What is needed >> Reproduce exactly the final portion of the data: every line from the one containing "Reviewer note: make sure every instance of the hiker carries" through the last line, inclusive.

-- Begin Task material --

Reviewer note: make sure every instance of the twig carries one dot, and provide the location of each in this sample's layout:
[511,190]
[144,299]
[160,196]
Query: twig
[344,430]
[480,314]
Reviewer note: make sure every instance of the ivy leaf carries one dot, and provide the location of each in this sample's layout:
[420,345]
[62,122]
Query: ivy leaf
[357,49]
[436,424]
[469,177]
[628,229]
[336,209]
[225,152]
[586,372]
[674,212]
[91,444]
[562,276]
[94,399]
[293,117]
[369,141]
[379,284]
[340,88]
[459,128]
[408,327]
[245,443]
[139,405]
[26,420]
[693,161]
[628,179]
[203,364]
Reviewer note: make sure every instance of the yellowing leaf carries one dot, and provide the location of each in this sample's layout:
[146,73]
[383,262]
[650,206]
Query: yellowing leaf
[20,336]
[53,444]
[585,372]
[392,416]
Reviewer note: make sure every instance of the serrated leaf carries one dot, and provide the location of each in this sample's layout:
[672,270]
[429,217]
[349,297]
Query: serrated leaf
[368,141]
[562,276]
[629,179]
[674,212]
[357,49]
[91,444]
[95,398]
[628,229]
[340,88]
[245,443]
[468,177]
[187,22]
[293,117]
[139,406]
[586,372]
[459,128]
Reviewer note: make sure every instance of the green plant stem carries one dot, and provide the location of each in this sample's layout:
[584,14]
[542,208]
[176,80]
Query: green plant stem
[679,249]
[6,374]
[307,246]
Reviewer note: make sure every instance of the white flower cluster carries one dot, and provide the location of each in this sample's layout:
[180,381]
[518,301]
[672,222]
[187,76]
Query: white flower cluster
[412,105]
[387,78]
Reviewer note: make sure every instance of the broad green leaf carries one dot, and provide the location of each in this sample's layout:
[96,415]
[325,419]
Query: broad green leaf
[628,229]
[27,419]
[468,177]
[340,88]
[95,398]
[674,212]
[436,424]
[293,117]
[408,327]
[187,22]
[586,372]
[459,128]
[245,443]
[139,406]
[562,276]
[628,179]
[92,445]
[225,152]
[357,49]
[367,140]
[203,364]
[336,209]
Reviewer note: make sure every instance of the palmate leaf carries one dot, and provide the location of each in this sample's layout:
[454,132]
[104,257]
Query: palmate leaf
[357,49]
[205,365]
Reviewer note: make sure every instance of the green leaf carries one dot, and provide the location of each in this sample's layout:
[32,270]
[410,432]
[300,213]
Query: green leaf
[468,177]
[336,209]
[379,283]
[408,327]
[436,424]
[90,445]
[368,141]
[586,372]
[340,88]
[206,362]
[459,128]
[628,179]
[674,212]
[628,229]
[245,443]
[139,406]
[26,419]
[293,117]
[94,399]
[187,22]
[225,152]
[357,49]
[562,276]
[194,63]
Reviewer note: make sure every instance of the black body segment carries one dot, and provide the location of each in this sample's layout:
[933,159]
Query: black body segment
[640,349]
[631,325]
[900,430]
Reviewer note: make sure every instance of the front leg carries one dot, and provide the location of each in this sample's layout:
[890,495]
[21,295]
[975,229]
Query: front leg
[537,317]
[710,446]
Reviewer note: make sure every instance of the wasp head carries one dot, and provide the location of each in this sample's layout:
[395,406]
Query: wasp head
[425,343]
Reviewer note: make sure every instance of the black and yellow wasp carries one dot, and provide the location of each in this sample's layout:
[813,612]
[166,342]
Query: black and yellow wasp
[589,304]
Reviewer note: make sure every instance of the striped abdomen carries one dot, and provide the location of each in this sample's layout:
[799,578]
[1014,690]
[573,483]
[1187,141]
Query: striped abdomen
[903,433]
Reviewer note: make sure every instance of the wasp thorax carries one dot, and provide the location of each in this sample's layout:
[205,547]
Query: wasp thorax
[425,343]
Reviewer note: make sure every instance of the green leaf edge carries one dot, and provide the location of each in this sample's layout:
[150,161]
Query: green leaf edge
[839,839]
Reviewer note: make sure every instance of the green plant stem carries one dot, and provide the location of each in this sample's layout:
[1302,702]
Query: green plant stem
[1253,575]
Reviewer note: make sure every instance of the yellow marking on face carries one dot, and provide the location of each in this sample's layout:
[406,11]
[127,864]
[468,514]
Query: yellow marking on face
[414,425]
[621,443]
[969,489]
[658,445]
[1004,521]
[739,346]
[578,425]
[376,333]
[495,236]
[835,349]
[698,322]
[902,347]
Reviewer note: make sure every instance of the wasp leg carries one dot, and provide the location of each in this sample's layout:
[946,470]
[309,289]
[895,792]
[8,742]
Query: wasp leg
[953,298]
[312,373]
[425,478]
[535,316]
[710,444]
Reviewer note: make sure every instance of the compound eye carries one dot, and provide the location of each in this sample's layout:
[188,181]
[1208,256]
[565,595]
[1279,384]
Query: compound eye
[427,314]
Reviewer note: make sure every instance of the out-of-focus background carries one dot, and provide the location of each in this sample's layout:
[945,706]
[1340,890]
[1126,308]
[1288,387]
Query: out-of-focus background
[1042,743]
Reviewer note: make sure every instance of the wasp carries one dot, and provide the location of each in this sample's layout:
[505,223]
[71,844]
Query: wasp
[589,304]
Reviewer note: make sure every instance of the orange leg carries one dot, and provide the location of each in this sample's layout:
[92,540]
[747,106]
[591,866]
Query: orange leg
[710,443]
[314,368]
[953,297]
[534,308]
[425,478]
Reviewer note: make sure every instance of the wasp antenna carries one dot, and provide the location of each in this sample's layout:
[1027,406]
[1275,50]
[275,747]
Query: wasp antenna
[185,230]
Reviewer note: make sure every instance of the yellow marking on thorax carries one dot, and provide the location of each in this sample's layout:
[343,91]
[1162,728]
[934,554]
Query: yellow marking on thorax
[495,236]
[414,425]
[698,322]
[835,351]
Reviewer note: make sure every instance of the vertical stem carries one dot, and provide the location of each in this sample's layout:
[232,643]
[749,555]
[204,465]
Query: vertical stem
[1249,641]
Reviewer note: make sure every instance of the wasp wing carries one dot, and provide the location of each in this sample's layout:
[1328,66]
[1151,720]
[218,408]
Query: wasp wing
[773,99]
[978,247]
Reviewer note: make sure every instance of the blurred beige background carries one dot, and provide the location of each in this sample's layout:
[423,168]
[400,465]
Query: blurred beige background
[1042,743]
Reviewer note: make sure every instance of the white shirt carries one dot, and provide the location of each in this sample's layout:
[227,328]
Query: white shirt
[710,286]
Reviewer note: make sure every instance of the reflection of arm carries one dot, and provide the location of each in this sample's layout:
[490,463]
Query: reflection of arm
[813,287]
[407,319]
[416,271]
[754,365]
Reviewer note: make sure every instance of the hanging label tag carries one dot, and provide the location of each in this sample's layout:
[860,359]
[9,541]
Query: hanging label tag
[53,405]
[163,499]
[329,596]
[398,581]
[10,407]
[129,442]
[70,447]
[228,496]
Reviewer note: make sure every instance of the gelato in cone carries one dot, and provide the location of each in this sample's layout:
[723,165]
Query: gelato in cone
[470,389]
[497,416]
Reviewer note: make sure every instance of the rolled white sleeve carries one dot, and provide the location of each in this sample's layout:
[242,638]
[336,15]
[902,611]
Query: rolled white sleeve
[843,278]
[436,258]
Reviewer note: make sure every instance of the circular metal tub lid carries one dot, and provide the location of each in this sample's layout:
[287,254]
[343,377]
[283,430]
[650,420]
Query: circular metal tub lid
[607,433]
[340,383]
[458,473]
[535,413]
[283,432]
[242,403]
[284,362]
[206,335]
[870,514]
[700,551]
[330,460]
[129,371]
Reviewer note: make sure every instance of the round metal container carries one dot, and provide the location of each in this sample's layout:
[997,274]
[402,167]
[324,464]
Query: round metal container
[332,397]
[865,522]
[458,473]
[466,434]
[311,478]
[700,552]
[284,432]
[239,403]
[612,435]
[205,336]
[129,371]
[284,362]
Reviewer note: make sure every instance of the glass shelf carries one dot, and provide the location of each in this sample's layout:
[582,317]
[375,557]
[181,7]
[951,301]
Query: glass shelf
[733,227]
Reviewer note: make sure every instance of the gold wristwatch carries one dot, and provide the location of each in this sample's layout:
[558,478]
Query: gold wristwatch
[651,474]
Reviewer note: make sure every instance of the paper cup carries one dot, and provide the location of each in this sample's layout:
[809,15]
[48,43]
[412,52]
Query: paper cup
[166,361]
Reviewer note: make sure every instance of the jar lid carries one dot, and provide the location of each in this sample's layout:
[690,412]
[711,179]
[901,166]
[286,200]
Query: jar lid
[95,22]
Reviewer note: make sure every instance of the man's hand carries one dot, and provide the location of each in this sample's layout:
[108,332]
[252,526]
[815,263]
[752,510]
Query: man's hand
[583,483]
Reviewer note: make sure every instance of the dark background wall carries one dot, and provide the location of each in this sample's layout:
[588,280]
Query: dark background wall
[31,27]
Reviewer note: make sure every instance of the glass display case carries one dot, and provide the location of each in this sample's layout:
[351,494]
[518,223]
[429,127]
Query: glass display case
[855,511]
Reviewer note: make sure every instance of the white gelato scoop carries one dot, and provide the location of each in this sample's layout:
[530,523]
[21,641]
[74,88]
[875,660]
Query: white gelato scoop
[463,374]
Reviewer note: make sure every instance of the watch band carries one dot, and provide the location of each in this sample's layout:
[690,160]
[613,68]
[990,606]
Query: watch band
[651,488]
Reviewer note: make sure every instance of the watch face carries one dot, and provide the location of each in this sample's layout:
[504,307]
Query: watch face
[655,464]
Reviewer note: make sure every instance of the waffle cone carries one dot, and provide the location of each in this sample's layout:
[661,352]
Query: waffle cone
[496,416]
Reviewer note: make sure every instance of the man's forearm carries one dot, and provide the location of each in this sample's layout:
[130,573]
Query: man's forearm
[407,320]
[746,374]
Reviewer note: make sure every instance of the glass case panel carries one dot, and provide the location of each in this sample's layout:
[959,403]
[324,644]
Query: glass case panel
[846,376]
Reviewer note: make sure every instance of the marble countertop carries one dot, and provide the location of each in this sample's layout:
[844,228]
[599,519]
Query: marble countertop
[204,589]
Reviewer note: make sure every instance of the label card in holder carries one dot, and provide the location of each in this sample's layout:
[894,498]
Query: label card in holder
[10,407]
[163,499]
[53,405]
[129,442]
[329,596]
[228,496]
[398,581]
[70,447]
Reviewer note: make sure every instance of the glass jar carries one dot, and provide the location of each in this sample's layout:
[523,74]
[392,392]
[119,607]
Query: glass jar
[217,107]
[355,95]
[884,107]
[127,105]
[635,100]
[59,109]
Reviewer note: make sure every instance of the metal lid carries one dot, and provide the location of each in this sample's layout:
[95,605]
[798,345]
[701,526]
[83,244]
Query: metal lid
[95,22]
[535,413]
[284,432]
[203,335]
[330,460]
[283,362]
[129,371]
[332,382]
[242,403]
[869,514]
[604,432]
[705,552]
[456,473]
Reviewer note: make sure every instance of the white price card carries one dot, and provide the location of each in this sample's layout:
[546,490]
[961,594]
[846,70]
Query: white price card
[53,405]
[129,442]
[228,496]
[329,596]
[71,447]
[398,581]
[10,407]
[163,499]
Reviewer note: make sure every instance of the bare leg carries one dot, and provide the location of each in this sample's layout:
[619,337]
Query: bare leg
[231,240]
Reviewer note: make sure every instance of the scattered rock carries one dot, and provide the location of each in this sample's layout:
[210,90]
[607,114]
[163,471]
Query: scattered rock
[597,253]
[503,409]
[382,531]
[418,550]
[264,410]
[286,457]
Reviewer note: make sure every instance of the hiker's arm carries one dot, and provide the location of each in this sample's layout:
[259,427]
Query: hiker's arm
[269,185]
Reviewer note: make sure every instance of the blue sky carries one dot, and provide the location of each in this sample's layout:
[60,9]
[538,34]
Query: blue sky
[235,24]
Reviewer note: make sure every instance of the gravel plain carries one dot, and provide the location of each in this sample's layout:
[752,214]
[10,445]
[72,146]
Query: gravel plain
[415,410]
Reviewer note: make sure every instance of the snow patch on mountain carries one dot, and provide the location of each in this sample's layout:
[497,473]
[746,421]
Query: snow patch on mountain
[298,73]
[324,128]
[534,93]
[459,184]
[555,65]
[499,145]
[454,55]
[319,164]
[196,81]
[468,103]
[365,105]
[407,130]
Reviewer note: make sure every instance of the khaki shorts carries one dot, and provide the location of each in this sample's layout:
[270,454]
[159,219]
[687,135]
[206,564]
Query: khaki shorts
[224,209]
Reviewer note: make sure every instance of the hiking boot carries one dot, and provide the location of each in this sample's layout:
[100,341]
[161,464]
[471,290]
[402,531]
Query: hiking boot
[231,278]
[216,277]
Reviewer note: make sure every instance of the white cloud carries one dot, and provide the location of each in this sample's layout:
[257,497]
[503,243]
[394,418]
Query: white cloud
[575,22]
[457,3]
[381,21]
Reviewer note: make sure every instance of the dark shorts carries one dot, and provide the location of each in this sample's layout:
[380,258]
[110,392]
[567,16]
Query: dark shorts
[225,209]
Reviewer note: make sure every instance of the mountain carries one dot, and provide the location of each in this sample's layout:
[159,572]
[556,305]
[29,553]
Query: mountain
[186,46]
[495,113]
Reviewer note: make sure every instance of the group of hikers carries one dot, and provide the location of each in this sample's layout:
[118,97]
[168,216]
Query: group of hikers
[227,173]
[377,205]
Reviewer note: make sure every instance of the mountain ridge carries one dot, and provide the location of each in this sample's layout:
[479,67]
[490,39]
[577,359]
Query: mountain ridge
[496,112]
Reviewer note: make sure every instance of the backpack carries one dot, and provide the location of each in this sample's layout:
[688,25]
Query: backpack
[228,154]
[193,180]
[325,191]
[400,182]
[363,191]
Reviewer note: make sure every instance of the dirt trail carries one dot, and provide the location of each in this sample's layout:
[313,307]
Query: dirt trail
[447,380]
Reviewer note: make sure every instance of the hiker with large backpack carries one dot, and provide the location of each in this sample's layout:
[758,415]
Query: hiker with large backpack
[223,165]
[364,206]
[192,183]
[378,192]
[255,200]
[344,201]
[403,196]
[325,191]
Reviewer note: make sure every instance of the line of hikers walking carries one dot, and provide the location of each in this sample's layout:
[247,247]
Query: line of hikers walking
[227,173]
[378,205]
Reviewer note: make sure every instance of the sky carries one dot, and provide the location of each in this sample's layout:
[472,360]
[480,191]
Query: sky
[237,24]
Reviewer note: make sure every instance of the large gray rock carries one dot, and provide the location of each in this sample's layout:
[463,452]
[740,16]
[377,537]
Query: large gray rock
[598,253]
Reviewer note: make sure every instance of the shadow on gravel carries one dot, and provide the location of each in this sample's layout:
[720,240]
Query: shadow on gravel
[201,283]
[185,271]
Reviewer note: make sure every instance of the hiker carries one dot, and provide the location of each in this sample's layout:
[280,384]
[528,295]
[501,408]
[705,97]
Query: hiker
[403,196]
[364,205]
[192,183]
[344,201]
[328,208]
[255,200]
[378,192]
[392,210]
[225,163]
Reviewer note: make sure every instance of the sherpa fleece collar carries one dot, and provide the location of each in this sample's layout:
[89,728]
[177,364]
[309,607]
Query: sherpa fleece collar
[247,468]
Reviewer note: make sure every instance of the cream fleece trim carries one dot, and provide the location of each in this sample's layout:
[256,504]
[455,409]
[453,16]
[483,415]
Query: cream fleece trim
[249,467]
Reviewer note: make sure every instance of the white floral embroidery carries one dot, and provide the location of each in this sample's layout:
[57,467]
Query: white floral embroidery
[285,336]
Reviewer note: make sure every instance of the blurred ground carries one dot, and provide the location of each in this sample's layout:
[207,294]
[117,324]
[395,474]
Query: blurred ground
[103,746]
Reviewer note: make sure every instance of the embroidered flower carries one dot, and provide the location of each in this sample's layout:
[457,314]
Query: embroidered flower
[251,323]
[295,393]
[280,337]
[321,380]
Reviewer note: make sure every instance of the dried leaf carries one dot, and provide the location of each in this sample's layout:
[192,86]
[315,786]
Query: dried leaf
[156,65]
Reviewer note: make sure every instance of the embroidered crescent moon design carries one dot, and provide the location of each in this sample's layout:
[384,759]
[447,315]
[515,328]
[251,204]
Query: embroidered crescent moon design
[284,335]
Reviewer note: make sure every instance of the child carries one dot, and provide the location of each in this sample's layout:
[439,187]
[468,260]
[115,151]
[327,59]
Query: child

-- End Task material --

Right answer >>
Reviewer note: make sure every instance of the hiker carries one dot, and provide the location of each in this sample's layout:
[280,384]
[528,295]
[501,408]
[705,97]
Query: hiker
[403,196]
[364,205]
[192,183]
[344,201]
[328,208]
[255,200]
[378,192]
[392,210]
[225,163]
Reviewer note: make sure every instance of the sherpa fleece collar carries one dot, and provide the location of each in this sample's layout:
[89,728]
[177,364]
[309,607]
Query: sherpa fleece collar
[247,468]
Reviewer note: make sure every instance of the cream fleece trim carries one dot, and provide the location of each in this sample's layout:
[256,504]
[455,409]
[453,16]
[483,415]
Query: cream fleece trim
[249,467]
Reviewer note: make sure every instance of the white floral embroidery carries one dot, and provide the location of each in this sample's layout:
[57,467]
Query: white floral embroidery
[285,336]
Reviewer note: make sure every instance of the blurred ground carries one dot, and provide the location of each in this sample's layout:
[207,294]
[117,324]
[395,474]
Query: blurred ground
[103,746]
Reviewer note: make sure every instance of the embroidered flower carries one dot, and provide the location of each in this sample's layout:
[457,314]
Query: embroidered flower
[251,323]
[295,393]
[280,337]
[321,380]
Reviewer note: make sure every instance of the dried leaf carries one dot, and provide the location of each in this sample's layout:
[192,86]
[315,786]
Query: dried leaf
[156,65]
Reviewer note: make sure every instance of the embroidered crescent moon design carries one dot, and provide the location of each in this sample's layout:
[384,759]
[447,315]
[515,328]
[251,204]
Query: embroidered crescent moon design
[284,335]
Reviewer note: make sure every instance of the child carries one dot, and provide the location of each in this sample's layout:
[439,187]
[468,260]
[115,151]
[327,59]
Query: child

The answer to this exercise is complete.